*** DATA FOR THE TASK
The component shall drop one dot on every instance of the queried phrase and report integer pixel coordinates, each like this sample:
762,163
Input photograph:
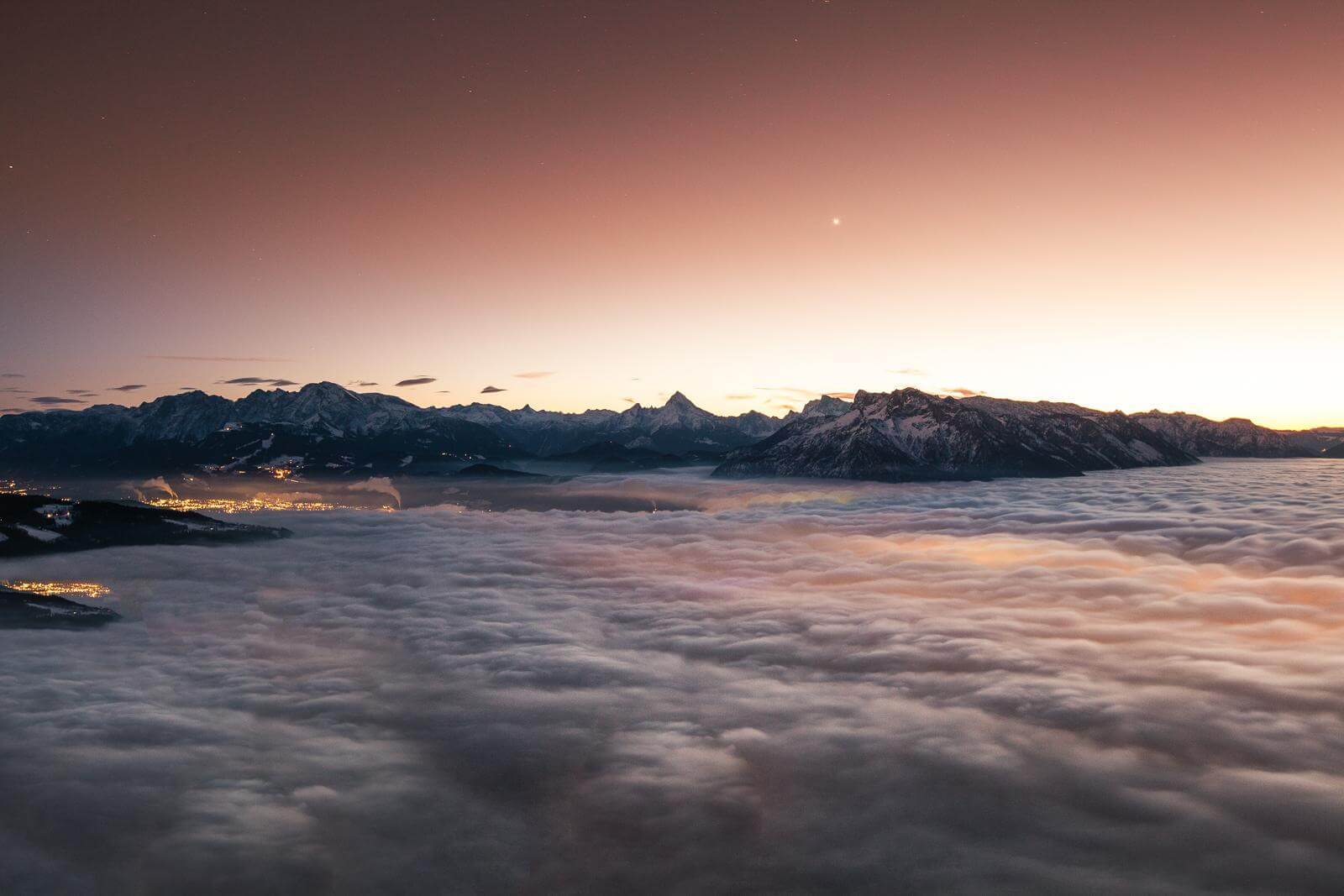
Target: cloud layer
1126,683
******
*** DATA FOR THE TASK
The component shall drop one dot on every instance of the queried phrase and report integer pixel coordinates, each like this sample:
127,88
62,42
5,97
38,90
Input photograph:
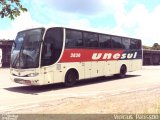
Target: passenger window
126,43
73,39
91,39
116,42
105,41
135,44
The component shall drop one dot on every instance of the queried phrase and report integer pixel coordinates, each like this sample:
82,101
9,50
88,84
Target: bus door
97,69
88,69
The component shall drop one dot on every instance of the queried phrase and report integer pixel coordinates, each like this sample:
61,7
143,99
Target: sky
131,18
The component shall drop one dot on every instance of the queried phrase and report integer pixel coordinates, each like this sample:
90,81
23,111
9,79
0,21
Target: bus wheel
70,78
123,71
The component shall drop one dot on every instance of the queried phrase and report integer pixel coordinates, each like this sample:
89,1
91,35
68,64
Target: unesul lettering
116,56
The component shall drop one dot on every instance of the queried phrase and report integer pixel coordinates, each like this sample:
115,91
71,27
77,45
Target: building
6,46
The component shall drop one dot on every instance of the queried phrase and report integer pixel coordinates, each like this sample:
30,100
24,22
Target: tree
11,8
******
## DIRECTIONS FOR THIS TASK
Please list every line in the records above that contains the string "Target", treating uppercase and lowercase as different.

## RESPONSE
Target: cloud layer
Target: passenger window
Target: bus door
Target: sky
Target: bus wheel
Target: unesul lettering
Target: building
Target: tree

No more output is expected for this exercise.